# Start of LISTED RECORDS
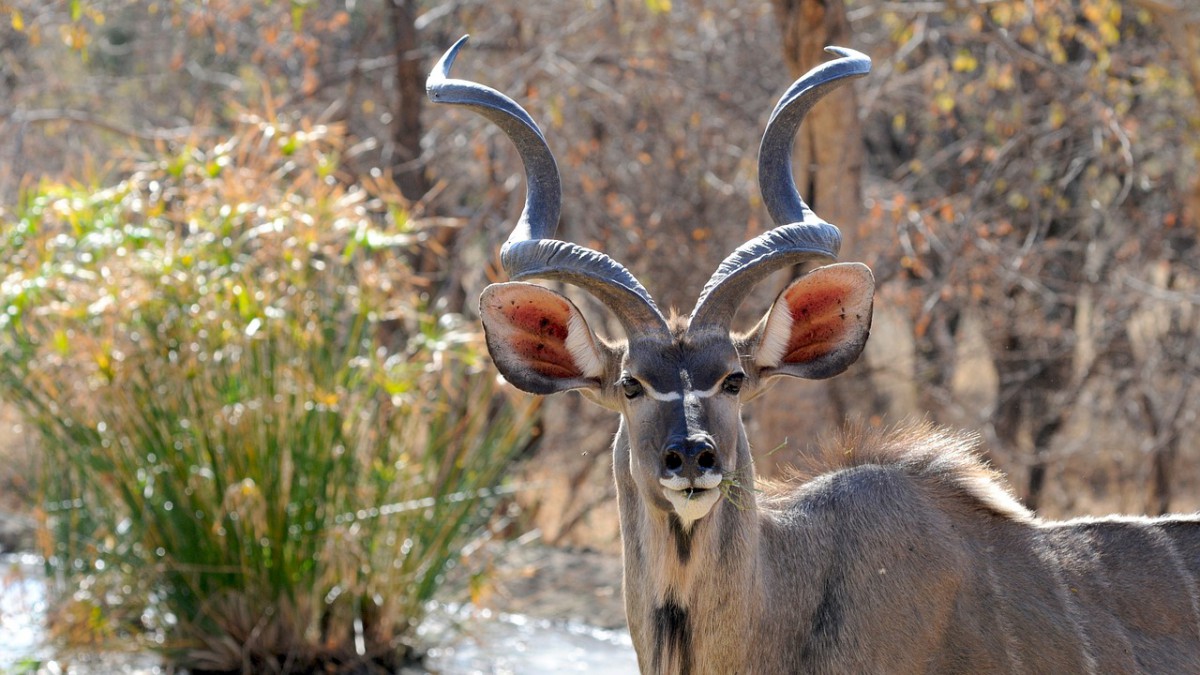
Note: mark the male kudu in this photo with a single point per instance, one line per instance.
(900, 553)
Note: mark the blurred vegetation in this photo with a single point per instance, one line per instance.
(1030, 201)
(232, 458)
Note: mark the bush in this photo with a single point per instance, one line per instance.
(232, 459)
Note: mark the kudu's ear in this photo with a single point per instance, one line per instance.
(539, 340)
(819, 324)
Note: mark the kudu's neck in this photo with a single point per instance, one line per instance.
(684, 584)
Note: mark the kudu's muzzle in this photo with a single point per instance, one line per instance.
(690, 458)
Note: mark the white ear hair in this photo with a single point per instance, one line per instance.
(582, 347)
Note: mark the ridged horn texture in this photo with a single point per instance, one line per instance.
(799, 234)
(531, 252)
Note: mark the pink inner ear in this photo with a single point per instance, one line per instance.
(823, 316)
(537, 332)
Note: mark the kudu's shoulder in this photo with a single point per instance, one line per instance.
(921, 463)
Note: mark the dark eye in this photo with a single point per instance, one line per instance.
(733, 383)
(633, 387)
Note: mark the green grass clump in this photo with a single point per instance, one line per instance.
(258, 452)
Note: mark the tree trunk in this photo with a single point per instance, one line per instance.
(407, 167)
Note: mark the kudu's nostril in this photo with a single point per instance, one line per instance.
(672, 461)
(690, 458)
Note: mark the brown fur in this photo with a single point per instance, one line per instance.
(946, 463)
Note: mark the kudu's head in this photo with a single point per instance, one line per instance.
(679, 384)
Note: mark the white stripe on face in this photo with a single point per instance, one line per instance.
(676, 395)
(666, 396)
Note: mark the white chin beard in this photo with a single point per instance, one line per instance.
(691, 508)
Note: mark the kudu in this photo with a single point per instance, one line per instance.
(901, 553)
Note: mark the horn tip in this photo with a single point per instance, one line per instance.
(441, 71)
(856, 57)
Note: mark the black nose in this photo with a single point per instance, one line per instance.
(689, 458)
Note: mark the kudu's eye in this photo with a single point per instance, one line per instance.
(633, 387)
(733, 383)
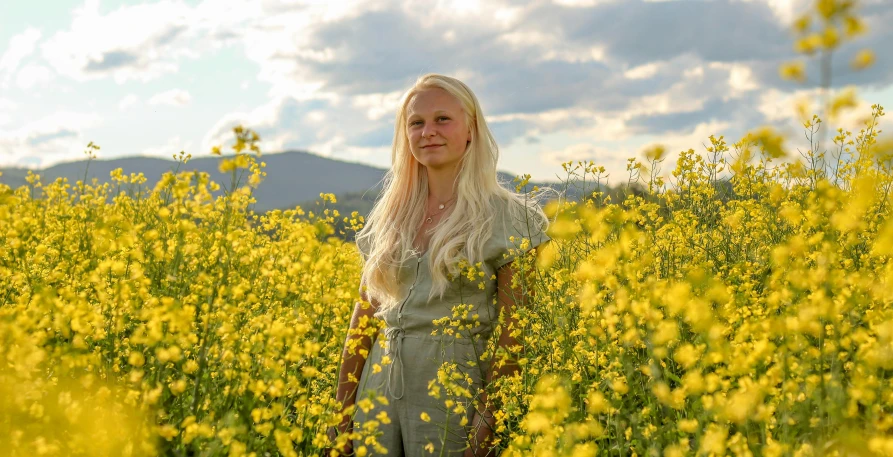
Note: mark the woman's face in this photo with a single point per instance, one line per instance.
(436, 128)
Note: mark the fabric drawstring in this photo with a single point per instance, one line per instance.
(395, 336)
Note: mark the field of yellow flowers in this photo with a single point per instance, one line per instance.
(743, 308)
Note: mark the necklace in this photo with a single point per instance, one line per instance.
(442, 207)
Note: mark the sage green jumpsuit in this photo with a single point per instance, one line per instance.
(416, 354)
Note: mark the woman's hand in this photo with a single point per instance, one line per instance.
(333, 434)
(482, 425)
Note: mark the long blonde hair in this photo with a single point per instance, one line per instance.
(397, 215)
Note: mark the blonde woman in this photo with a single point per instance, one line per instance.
(441, 204)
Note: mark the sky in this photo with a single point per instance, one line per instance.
(558, 80)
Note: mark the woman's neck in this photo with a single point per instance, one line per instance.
(440, 184)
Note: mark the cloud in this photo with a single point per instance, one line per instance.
(170, 148)
(6, 108)
(573, 153)
(128, 101)
(33, 75)
(52, 139)
(20, 47)
(148, 41)
(173, 97)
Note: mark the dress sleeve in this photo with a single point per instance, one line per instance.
(363, 247)
(525, 225)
# End of LISTED RECORDS
* _PROBLEM TO SOLVE_
Extract every line of the material above, from the line containing "Note: mark the sage" through the last line of the material, inclusive, and repeat each one exactly.

* _SOLUTION FOR THIS EXERCISE_
Note: mark the sage green jumpsuit in this photo with a single point per instance, one line per instance.
(416, 354)
Note: mark the woman's hand in this photo with a single point per instance, one line per instance.
(333, 434)
(482, 425)
Note: mark the long blonde hair in this photo with a single point per instance, one line per instance.
(397, 215)
Note: mark the blonde woman in this photo with a single point per instance, one line per instance.
(441, 204)
Note: mark the sky in this photo with a single point per instance, one line per instance.
(558, 80)
Note: mark the woman's neck in this photo with a single point per instance, one line per instance.
(440, 184)
Note: mark the cloud in this photo with a single point per instance, one line per instance.
(170, 148)
(6, 108)
(573, 153)
(128, 101)
(33, 75)
(52, 139)
(20, 47)
(148, 41)
(173, 97)
Note: mark the dress sleeve in this photo with a single point per instance, one line per instance.
(363, 247)
(525, 225)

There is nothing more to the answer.